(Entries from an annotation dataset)
****
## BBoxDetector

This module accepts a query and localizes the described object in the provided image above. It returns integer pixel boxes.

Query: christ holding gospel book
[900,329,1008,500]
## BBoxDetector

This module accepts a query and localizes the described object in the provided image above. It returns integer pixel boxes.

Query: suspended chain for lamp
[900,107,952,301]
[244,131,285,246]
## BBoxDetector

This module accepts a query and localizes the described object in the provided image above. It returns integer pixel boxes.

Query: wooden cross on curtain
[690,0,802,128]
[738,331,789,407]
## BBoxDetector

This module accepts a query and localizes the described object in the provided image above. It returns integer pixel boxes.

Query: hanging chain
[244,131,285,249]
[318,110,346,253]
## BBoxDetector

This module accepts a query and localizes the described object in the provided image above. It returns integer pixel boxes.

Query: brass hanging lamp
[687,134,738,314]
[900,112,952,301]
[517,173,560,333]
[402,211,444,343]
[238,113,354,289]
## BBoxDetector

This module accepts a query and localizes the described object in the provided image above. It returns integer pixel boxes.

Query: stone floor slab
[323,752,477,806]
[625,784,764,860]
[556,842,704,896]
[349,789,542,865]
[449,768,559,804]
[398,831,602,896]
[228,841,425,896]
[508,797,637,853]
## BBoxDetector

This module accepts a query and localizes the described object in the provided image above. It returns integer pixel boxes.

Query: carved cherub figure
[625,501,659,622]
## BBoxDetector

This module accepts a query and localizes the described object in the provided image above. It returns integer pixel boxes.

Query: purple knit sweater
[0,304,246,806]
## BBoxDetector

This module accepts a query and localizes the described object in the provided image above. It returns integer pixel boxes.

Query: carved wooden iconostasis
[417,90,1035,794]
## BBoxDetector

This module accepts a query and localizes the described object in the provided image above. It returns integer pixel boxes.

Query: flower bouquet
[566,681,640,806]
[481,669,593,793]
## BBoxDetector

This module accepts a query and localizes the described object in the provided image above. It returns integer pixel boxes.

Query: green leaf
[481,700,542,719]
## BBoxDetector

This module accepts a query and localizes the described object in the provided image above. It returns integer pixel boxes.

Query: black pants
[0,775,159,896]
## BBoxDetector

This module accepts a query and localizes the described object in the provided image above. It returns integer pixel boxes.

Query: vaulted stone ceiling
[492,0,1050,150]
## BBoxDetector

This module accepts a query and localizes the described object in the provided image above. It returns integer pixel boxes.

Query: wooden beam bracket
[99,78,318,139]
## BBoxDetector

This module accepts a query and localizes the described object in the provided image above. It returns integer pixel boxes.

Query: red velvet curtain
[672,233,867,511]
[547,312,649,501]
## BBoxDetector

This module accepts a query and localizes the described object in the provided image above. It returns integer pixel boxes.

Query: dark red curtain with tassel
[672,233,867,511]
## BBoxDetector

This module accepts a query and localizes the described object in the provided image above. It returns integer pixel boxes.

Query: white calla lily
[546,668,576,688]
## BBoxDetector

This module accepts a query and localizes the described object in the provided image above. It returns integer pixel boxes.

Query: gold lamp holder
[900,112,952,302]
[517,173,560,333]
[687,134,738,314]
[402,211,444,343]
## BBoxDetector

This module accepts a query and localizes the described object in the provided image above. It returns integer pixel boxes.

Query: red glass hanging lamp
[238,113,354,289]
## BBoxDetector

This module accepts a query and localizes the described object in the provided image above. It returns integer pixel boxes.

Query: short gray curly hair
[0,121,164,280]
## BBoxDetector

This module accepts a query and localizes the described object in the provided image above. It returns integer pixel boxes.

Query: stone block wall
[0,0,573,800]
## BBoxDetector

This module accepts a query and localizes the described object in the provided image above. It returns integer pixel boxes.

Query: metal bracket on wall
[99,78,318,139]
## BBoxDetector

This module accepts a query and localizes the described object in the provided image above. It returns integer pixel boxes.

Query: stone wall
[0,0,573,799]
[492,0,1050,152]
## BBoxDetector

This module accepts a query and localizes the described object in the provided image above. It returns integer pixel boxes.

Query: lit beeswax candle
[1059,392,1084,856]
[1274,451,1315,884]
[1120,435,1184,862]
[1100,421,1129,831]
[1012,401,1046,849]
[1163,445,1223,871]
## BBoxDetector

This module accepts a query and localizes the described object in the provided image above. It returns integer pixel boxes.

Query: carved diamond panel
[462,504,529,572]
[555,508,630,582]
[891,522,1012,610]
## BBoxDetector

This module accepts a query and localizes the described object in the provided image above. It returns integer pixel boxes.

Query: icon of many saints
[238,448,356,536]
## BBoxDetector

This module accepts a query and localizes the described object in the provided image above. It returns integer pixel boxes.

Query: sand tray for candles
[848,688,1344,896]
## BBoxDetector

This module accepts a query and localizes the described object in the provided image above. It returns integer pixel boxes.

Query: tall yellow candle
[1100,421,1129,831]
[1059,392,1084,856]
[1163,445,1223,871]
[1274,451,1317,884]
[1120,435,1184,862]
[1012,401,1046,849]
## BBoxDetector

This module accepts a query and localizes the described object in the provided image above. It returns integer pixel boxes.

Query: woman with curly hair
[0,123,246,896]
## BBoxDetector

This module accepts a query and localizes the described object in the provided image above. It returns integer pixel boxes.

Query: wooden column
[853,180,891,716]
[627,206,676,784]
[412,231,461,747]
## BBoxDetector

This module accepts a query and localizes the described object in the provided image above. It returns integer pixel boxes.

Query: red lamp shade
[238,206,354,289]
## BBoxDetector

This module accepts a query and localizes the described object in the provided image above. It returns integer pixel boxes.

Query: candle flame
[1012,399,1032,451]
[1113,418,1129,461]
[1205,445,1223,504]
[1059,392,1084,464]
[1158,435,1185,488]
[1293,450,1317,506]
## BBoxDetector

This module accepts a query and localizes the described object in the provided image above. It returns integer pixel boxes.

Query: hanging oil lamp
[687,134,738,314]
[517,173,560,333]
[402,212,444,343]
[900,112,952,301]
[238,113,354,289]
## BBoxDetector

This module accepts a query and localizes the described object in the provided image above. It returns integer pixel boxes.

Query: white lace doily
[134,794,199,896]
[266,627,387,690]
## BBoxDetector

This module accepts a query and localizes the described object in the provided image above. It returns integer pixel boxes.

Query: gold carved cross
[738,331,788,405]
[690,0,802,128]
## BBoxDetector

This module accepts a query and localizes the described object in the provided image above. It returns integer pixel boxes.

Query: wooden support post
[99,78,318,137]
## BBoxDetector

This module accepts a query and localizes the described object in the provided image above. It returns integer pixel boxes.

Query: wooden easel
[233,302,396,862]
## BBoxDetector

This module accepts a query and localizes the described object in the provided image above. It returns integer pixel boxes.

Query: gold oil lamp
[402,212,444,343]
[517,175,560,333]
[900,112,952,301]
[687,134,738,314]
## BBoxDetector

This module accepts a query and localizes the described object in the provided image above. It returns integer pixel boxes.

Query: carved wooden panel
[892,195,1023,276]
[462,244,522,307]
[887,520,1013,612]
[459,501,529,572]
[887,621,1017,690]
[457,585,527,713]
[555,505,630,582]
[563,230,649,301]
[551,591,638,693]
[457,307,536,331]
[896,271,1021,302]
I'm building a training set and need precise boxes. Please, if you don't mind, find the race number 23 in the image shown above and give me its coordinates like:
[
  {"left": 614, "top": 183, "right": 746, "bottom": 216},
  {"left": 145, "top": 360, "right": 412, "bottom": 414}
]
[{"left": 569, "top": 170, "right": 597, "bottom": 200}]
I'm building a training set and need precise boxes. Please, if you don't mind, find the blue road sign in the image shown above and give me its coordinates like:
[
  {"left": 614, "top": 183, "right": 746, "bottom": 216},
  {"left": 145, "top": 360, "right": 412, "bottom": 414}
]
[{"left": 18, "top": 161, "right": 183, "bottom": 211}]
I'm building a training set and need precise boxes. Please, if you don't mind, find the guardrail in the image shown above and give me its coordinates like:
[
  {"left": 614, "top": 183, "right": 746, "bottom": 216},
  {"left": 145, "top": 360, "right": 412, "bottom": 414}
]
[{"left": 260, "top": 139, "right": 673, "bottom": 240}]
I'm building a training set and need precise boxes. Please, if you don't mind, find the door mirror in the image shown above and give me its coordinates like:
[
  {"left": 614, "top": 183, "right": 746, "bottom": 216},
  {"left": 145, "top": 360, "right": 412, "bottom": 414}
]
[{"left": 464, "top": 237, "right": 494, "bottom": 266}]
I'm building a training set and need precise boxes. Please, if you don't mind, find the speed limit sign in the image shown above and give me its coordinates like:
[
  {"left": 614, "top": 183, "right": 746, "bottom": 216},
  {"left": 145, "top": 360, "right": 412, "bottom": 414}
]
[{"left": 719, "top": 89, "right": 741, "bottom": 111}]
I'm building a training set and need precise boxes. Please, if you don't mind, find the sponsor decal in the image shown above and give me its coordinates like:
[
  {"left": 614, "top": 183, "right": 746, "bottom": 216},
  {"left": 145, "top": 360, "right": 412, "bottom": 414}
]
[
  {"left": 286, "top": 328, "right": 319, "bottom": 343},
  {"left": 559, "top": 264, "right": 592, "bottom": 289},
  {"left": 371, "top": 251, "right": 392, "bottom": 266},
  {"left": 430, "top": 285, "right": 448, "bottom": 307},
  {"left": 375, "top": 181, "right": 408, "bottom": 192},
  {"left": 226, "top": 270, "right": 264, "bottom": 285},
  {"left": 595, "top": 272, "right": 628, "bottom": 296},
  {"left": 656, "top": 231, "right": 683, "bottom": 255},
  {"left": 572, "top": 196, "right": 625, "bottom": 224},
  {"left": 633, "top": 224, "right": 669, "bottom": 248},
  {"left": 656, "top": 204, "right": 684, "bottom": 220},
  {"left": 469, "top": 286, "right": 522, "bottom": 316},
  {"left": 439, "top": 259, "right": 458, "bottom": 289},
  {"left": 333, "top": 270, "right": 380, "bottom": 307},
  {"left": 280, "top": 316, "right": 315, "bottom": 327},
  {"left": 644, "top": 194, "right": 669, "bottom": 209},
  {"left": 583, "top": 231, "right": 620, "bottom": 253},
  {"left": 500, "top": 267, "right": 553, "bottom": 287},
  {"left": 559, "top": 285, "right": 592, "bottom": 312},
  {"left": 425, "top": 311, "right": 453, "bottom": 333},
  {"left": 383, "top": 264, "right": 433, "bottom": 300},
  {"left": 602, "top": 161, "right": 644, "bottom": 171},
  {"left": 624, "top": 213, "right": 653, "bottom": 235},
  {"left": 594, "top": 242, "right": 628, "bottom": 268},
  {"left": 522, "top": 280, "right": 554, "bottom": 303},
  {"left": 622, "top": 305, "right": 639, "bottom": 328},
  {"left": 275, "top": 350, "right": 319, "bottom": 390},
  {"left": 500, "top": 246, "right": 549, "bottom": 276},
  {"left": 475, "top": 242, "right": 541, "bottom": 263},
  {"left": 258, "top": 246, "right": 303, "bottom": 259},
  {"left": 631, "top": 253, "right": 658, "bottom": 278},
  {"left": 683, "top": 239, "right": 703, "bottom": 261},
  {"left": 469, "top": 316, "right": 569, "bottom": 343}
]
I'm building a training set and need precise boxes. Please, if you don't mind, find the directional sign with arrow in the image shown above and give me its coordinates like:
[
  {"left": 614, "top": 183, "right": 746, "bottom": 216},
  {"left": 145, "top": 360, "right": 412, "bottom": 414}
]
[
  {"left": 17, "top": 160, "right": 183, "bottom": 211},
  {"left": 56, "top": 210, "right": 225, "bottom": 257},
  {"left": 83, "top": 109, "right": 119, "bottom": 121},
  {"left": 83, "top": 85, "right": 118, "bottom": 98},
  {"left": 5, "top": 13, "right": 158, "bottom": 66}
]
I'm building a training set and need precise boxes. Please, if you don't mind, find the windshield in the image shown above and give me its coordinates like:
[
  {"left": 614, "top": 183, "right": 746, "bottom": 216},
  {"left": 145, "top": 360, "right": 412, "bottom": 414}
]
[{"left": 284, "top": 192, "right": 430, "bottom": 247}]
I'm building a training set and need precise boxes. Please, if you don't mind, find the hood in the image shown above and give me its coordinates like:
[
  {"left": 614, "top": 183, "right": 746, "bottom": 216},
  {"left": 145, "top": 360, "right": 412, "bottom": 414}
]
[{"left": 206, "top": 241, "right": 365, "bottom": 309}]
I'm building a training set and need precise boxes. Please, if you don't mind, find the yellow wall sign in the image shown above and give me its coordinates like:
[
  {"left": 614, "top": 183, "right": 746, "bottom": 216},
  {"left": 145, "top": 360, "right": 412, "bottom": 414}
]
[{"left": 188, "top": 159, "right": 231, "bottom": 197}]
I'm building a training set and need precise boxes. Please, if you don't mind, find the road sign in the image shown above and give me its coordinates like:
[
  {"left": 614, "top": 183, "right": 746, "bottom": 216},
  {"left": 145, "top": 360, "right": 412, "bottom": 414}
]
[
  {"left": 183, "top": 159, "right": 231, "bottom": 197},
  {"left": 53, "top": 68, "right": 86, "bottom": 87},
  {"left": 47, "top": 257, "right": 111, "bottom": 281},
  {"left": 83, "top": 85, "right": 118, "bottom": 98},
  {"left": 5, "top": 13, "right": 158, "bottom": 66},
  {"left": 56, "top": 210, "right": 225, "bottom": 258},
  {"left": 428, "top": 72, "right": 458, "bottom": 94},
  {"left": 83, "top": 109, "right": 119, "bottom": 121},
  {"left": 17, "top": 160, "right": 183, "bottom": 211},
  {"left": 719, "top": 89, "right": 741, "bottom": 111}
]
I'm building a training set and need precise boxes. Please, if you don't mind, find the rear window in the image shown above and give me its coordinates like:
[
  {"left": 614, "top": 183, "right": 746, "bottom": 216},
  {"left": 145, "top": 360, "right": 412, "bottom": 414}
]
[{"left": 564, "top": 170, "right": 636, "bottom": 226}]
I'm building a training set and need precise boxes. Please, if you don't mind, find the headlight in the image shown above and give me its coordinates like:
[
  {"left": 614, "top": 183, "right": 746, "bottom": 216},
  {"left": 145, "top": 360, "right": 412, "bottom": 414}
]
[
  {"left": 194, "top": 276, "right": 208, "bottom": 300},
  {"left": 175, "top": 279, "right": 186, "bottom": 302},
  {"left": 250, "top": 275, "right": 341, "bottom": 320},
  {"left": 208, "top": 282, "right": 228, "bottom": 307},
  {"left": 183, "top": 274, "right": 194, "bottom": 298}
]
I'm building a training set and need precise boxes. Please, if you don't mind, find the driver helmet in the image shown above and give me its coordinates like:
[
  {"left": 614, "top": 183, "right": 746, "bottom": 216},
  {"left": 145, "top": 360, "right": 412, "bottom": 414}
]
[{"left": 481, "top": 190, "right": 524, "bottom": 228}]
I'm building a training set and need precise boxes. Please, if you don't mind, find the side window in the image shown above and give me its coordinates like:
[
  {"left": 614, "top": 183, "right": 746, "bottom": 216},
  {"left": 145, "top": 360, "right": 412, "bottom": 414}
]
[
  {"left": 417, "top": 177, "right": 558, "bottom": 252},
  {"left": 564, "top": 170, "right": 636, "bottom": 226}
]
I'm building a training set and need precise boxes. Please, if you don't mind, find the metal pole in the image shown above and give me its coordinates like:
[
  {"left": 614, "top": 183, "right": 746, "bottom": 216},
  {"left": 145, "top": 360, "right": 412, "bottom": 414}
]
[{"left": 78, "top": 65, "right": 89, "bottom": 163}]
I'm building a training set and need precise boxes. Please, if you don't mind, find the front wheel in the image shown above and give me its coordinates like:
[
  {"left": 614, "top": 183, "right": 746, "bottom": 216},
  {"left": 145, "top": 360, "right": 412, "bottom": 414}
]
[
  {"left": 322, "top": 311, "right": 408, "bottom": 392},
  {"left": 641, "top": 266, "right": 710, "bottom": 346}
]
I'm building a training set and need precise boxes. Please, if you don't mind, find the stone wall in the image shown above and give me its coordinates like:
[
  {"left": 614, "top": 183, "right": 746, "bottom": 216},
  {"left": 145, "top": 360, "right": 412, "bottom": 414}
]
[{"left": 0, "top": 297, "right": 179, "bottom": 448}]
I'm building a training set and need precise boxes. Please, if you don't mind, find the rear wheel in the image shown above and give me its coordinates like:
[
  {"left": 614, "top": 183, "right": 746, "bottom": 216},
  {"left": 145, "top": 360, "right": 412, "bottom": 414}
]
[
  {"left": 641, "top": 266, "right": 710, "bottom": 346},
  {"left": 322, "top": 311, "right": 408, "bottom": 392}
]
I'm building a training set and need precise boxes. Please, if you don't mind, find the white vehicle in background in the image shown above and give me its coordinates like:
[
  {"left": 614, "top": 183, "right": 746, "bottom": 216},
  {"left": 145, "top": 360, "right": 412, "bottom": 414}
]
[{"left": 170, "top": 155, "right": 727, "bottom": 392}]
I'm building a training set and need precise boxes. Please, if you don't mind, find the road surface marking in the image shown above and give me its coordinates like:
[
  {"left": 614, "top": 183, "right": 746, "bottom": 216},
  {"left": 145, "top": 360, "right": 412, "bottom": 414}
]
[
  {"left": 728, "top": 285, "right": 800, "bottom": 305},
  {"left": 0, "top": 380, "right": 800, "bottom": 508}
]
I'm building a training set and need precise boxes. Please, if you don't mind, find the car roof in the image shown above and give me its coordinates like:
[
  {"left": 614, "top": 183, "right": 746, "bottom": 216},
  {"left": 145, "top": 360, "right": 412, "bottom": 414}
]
****
# Goal of the exercise
Convert the data from its first line through the line containing "[738,331,789,407]", both included, into a JSON list of strings with one string per line. Leave out blank lines.

# Right answer
[
  "## BBoxDetector",
  "This module accepts a query and localizes the described object in the provided image above. It returns integer pixel boxes.",
  "Query: christ holding gospel book",
  "[900,329,1008,500]",
  "## BBoxDetector",
  "This module accepts a query and localizes the described object in the provided image above. It returns integer pixel boxes.",
  "Query: suspended chain for lamp",
  "[900,107,952,301]",
  "[244,131,285,246]",
  "## BBoxDetector",
  "This module accepts a query and localizes the described object in the provided image above. It returns integer pixel boxes.",
  "Query: wooden cross on curtain",
  "[690,0,802,128]",
  "[738,331,789,407]"
]